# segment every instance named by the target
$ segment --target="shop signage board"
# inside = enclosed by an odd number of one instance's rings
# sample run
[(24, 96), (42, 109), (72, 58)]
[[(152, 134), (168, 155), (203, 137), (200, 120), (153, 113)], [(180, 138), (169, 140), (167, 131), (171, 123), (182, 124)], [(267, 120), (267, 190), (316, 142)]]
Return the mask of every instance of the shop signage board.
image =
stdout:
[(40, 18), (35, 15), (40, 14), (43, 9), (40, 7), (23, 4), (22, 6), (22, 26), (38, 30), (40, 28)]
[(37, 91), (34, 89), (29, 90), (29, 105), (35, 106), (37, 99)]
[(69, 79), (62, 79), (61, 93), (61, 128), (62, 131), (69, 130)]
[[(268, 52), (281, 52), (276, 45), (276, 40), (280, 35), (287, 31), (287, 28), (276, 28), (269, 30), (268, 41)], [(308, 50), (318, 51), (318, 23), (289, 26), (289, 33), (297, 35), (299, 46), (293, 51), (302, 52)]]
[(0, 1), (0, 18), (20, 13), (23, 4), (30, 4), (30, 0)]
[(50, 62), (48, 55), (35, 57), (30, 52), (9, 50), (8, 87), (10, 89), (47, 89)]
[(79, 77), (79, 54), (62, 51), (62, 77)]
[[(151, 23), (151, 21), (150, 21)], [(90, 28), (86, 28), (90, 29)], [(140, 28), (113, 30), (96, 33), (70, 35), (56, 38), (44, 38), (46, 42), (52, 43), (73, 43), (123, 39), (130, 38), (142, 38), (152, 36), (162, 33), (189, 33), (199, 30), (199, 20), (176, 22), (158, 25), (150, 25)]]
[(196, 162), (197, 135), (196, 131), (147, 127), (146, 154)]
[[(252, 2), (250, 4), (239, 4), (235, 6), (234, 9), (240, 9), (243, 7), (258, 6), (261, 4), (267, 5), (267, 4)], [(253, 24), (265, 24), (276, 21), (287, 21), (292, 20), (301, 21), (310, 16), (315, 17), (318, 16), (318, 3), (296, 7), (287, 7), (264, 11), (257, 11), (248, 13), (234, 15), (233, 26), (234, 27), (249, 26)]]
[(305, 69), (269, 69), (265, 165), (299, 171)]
━━━━━━━━━━━━━━━━━━━━━━━━━━━━━━
[What to work on]: Please echo every line above back verbatim, with nothing changed.

[Solution below]:
# segment every instance named by the target
$ segment --target="shop signage board"
# inside = enclosed by an odd number of one instance's rings
# sample run
[(24, 96), (42, 109), (72, 58)]
[[(152, 134), (168, 155), (203, 137), (200, 120), (153, 113)], [(180, 138), (169, 140), (167, 131), (171, 123), (182, 124)], [(267, 120), (267, 190), (316, 142)]]
Return the mask of every instance of the shop signage board.
image =
stdout:
[(40, 18), (35, 15), (40, 14), (43, 9), (40, 7), (23, 4), (22, 6), (22, 26), (38, 30), (40, 28)]
[(37, 91), (34, 89), (29, 90), (29, 105), (35, 106), (37, 99)]
[(69, 79), (62, 79), (61, 93), (61, 128), (62, 131), (69, 130)]
[[(268, 52), (281, 52), (276, 45), (276, 40), (280, 35), (287, 31), (287, 28), (276, 28), (269, 30), (268, 41)], [(308, 50), (318, 51), (318, 23), (289, 26), (289, 33), (297, 35), (299, 46), (293, 51), (302, 52)]]
[(0, 1), (0, 18), (20, 13), (23, 4), (30, 4), (30, 0)]
[(50, 62), (48, 55), (35, 57), (30, 52), (9, 50), (8, 87), (10, 89), (47, 89)]
[(79, 77), (79, 54), (62, 51), (62, 77)]
[[(151, 23), (151, 21), (150, 21)], [(90, 28), (86, 28), (90, 29)], [(140, 28), (113, 30), (96, 33), (70, 35), (56, 38), (44, 38), (46, 42), (52, 43), (73, 43), (123, 39), (130, 38), (142, 38), (152, 36), (162, 33), (189, 33), (199, 30), (199, 20), (176, 22), (158, 25), (150, 25)]]
[(196, 162), (197, 135), (196, 131), (147, 127), (146, 154)]
[[(252, 2), (250, 4), (239, 4), (235, 6), (234, 9), (240, 9), (243, 7), (258, 6), (261, 4), (267, 5), (267, 4)], [(253, 24), (265, 24), (276, 21), (287, 21), (292, 20), (301, 21), (310, 16), (315, 17), (318, 16), (318, 3), (296, 7), (287, 7), (264, 11), (257, 11), (248, 13), (234, 15), (233, 26), (234, 27), (249, 26)]]
[(305, 69), (269, 69), (265, 165), (299, 171)]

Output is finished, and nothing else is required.